(A few records)
+--

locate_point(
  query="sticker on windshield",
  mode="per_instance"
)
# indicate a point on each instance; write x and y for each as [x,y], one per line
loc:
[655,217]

+--

__Instruction__:
Update the lines above so that "sticker" becomes "decal" and everything else stays the same.

__Expected output__:
locate_point(
  query="decal on windshield",
  mode="per_instance"
)
# indicate a point on each instance; write x and y for each as [x,y], one per line
loc:
[655,217]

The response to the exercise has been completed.